■ **Exercise brief**:
Your answer must consist of the records below, reproduced exactly, with every picture removed.

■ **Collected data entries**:
Content starts
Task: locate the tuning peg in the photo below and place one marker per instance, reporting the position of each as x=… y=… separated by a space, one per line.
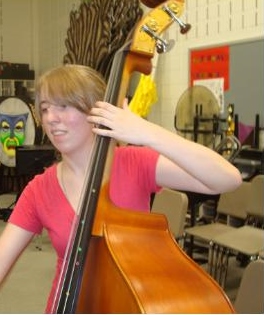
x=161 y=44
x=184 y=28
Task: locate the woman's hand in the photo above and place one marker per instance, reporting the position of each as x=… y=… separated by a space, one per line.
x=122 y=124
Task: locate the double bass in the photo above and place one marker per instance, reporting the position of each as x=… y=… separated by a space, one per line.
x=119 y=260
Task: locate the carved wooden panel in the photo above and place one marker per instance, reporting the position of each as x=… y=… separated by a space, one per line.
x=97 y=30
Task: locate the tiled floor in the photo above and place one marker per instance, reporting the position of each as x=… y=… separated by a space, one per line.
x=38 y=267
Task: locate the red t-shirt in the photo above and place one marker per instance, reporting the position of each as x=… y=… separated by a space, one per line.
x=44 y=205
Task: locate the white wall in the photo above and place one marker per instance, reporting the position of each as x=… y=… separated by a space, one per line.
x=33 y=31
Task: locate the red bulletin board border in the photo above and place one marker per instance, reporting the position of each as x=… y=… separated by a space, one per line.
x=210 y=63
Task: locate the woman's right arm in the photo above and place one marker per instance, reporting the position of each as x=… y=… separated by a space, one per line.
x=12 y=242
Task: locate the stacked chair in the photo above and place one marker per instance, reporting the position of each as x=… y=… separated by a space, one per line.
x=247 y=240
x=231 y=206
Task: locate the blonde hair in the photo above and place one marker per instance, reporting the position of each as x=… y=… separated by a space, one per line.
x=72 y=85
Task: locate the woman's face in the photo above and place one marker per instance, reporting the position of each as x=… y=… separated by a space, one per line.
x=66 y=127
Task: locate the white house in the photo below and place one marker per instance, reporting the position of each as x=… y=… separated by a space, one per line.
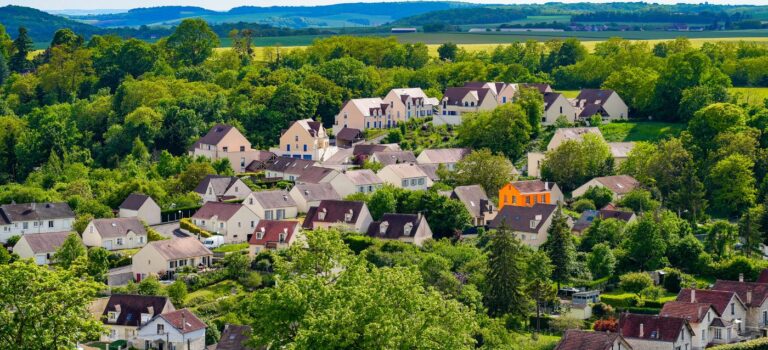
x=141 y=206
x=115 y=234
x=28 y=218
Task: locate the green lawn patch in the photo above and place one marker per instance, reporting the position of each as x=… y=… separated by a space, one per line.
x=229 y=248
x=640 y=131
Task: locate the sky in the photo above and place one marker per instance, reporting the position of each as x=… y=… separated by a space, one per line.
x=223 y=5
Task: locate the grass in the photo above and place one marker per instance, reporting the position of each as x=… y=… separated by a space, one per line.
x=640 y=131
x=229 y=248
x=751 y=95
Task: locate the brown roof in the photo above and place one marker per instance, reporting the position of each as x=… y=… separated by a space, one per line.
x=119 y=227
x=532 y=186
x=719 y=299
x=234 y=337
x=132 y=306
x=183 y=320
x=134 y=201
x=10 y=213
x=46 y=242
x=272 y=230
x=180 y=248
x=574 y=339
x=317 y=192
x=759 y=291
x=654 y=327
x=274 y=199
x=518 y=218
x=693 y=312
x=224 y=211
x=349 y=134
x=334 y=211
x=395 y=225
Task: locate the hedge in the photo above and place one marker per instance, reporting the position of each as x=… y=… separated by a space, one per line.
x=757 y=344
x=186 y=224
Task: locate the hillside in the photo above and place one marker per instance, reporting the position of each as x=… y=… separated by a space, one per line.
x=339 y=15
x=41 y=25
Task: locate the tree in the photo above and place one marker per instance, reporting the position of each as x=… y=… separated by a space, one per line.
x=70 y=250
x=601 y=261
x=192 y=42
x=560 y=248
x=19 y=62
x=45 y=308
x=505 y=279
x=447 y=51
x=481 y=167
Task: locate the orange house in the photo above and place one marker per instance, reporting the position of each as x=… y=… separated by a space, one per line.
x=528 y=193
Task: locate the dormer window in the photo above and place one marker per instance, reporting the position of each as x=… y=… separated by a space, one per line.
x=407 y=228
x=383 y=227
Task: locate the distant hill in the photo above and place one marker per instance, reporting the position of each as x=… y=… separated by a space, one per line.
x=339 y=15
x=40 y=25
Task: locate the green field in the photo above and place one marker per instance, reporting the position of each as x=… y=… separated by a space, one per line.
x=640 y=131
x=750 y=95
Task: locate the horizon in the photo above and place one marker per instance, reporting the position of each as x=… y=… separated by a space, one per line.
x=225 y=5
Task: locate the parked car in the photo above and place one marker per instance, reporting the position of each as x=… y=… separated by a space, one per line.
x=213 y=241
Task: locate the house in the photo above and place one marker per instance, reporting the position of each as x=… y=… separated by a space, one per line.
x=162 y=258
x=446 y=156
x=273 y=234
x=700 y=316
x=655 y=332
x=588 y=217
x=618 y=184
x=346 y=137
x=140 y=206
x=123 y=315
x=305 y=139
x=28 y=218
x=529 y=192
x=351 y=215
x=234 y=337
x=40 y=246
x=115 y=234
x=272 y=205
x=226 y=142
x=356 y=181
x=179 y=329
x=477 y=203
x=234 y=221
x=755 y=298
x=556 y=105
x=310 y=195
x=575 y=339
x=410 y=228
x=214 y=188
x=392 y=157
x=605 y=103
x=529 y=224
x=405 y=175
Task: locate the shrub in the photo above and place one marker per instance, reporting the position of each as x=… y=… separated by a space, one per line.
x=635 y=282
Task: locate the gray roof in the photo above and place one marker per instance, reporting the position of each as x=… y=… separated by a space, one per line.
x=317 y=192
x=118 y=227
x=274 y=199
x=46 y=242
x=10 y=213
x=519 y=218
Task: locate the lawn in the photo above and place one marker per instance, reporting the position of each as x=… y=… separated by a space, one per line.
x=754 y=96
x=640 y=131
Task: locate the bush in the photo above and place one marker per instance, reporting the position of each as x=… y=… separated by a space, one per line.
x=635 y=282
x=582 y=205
Content ends
■ **Output below**:
Task: locate the tuning peg in the photo below and place one marker per instance, reporting the position of each as x=… y=… separated by a space, one per line.
x=161 y=44
x=184 y=28
Task: locate the woman's hand in the photo above and place one marker per instance, reporting the position of each as x=… y=… separated by a space, one per line.
x=122 y=124
Task: locate the double bass in the photo above and place one marker per instance, reporting the position of each as x=… y=… separated by a space, one per line.
x=119 y=260
Task: locate the carved wooden panel in the photo above and place one marker per instance, reporting the position of each as x=… y=… separated by a space, one per line.
x=97 y=30
Task: locate the tiled floor in the photo above and place one marker per instance, reporting the position of each as x=… y=… separated by a space, one per line.
x=38 y=267
Task: locate the red t-shirt in the photo above and place one marker per instance, reporting the position of each as x=… y=… separated by a space, one per line.
x=44 y=205
Task: locate the white wall in the photo above and place one marker per instance, reporting the position of each as x=… y=… separated by a space, one per line.
x=33 y=31
Task: locate the red bulletin board border in the photo above and place one marker per instance, reporting the position of each as x=… y=… separated by a space, one per line.
x=210 y=63
Task: locate the woman's right arm in the photo above and place one marker per instance, reporting the position of each as x=… y=… separated by a space, one per line.
x=12 y=242
Task: locate the stacked chair in the photo above and place one marker per instance, reporting the position of each as x=… y=… separated by a space, one per line.
x=247 y=240
x=231 y=206
Task: locate the blonde hair in the photo above and place one marker per instance, reporting the position of each as x=… y=… separated by a space, one per line.
x=72 y=85
Task: locate the woman's face in the photo above and place one marker per instance, reporting the position of each as x=… y=… separated by a space, one per line.
x=66 y=127
Task: locate the white house in the photo below and place one marker per instance, reporting the position of each as x=… y=… separated by a space, one per line.
x=141 y=206
x=115 y=234
x=28 y=218
Task: locate the green lawn patch in the photo above and place one marker per instance, reporting the position of each as x=… y=… separated by a space, one per line.
x=229 y=248
x=640 y=131
Task: locate the sky in the photo above and place one marker per instance, reporting the position of each as x=… y=… separated by a space, one per line.
x=223 y=5
Task: locate the grass in the photo above and place one marker per instance, reporting the position of each as x=… y=… separated by a space, one per line.
x=640 y=131
x=229 y=248
x=751 y=95
Task: locate the brown roof in the photo above and place one marker per instance, reporting the position of each as x=… y=… separated by a space, one per line.
x=119 y=227
x=532 y=186
x=719 y=299
x=234 y=337
x=132 y=306
x=183 y=320
x=134 y=201
x=10 y=213
x=46 y=242
x=272 y=230
x=180 y=248
x=574 y=339
x=317 y=192
x=759 y=291
x=654 y=327
x=274 y=199
x=518 y=218
x=693 y=312
x=224 y=211
x=349 y=134
x=334 y=211
x=395 y=225
Task: locate the hedge in the photo above and place one marker per instance, reporting the position of each as x=… y=… separated by a space, one per line.
x=757 y=344
x=186 y=224
Task: locate the hillside in the photo above and place one marker per instance, reporting the position of each as x=… y=… separated by a space, one per line.
x=339 y=15
x=41 y=25
Task: locate the tree in the photo above and place one marker per instance, reporting the position of each as x=… y=… separated by a space, one per line.
x=70 y=250
x=601 y=261
x=192 y=42
x=560 y=248
x=19 y=62
x=45 y=308
x=505 y=279
x=447 y=51
x=481 y=167
Task: locate the orange house in the photo above and place one marker per instance, reporting the position of each as x=… y=… separated by a space, one per line.
x=528 y=193
Task: locate the dormer window in the photo above and place one marker per instance, reporting the position of each as x=… y=… separated by a space, one per line.
x=407 y=228
x=383 y=227
Task: locate the distant hill in the photo above and place one marker per instance, reporting the position of each as x=… y=… separated by a space, one per line.
x=339 y=15
x=40 y=25
Task: locate the green field in the photo above and place one marker per instance, reporting the position of each as x=… y=… separated by a space, one per line.
x=640 y=131
x=750 y=95
Task: locate the horizon in the photo above and place one marker per instance, reporting the position of each as x=… y=… separated by a space, one per line.
x=225 y=5
Task: locate the parked car in the photo above and place one marker per instance, reporting the position of each as x=… y=… separated by a space, one per line.
x=213 y=241
Task: locate the house in the photo above and place one marker per instance, reporting the position of each as x=… y=… separated by a space, one per line.
x=162 y=258
x=446 y=156
x=273 y=234
x=700 y=316
x=655 y=332
x=588 y=217
x=618 y=184
x=346 y=137
x=140 y=206
x=123 y=315
x=305 y=139
x=28 y=218
x=529 y=192
x=351 y=215
x=234 y=337
x=40 y=246
x=115 y=234
x=272 y=205
x=226 y=142
x=356 y=181
x=179 y=329
x=477 y=203
x=234 y=221
x=755 y=298
x=556 y=105
x=310 y=195
x=575 y=339
x=410 y=228
x=214 y=188
x=392 y=157
x=605 y=103
x=529 y=224
x=405 y=175
Task: locate the shrub in the photo above and place one marker per instance, reporting the position of each as x=… y=… separated by a space, one per line.
x=635 y=282
Task: locate the gray roof in the photo above and place one marker per instance, reporting the position of each as x=… y=… separated by a space, one per line.
x=317 y=192
x=118 y=227
x=274 y=199
x=46 y=242
x=10 y=213
x=519 y=218
Task: locate the lawn in the photo above and place one marker per instance, reporting the position of each as x=… y=… separated by a space, one per line.
x=754 y=96
x=640 y=131
Task: locate the bush in the photo above and place one marker per instance, reporting the position of each as x=… y=… separated by a space, one per line.
x=635 y=282
x=582 y=205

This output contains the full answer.